**Text**:

>>>

You will let the kernel perform the load balancing and distribute a
fair load to all threads. This way none of them will risk to pick a
larger share of the incoming connections than optimal. I know it's
annoying to configure at the moment, I've been thinking about having
a way to automatically iterate from a single config line (like the
"auto" feature of cpu-map), but for now it's not done.
Post by Krishna Kumar (Engineering)
5. Lock stats for 1.9-dev3: Some write locks on average took a lot more time
# write lock : 143933900
# write unlock: 143933895 (-5)
# wait time for write : 11370.245 msec
This one definitely is huge. We know some work is still needed on this lock
and that there are still a few low hanging fruits but not much savings to
expect short term. This output is very revealing however of the importance
of this lock.
Post by Krishna Kumar (Engineering)

<<<

**Written instruction a**:
Locate each line in the records that contains the word "mountain" and copy those lines. Case counts, so match capitalization exactly.

**Records shown**:
>>>

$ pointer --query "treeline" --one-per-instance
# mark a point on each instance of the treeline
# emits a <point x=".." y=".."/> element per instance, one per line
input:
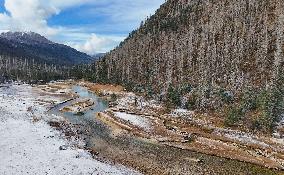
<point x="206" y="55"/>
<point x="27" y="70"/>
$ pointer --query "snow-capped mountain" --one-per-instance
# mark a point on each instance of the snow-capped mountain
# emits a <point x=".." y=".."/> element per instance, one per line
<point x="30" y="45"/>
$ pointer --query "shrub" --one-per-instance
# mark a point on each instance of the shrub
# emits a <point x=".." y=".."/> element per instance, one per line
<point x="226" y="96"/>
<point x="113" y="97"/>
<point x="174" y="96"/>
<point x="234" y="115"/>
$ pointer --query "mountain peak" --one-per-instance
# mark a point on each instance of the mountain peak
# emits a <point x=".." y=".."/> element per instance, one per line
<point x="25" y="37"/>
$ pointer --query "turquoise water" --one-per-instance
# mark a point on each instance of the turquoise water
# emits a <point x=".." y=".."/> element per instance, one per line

<<<
>>>

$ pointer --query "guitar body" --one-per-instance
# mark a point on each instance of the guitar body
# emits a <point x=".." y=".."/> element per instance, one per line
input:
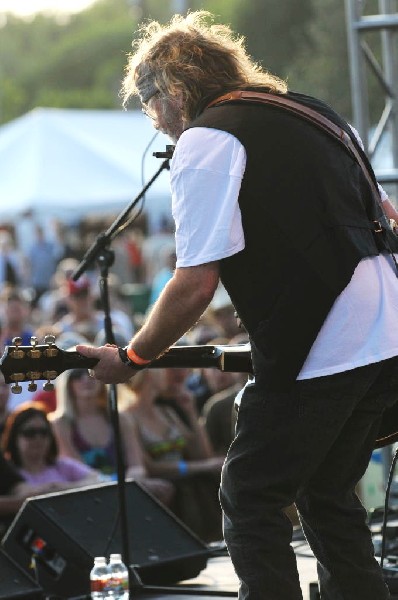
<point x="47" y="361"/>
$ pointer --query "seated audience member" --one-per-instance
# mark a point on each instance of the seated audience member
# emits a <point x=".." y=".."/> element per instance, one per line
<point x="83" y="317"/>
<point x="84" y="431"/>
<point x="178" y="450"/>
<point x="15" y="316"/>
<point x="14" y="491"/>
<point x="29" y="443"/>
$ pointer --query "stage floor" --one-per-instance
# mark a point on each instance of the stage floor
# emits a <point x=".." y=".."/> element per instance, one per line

<<<
>>>

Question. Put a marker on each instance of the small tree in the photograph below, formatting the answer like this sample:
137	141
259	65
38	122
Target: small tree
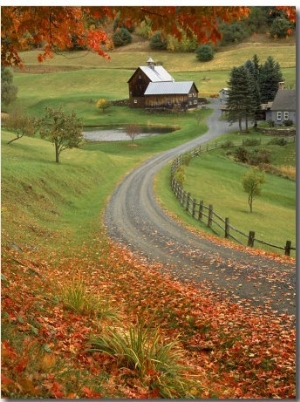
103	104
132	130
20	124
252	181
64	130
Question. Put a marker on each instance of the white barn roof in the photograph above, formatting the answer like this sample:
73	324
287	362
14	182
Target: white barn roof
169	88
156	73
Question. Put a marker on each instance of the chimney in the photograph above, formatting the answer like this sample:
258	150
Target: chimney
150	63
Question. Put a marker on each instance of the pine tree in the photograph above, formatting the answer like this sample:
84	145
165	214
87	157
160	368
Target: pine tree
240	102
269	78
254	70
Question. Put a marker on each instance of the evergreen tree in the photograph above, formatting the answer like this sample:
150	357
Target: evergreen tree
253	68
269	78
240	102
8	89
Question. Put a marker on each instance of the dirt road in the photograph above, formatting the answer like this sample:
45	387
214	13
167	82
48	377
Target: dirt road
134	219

<<<

**Written instruction b**:
In the forum excerpt, what wait time for write is given in the lock stats for 1.9-dev3?

**Expected answer a**:
$ pointer --query "snow-capped mountain" --one-per-instance
# mark a point on each instance of the snow-capped mountain
$ pointer --query "mountain peak" --one-per-instance
# mark a point on each instance of the mountain peak

**Expected answer b**:
11370.245 msec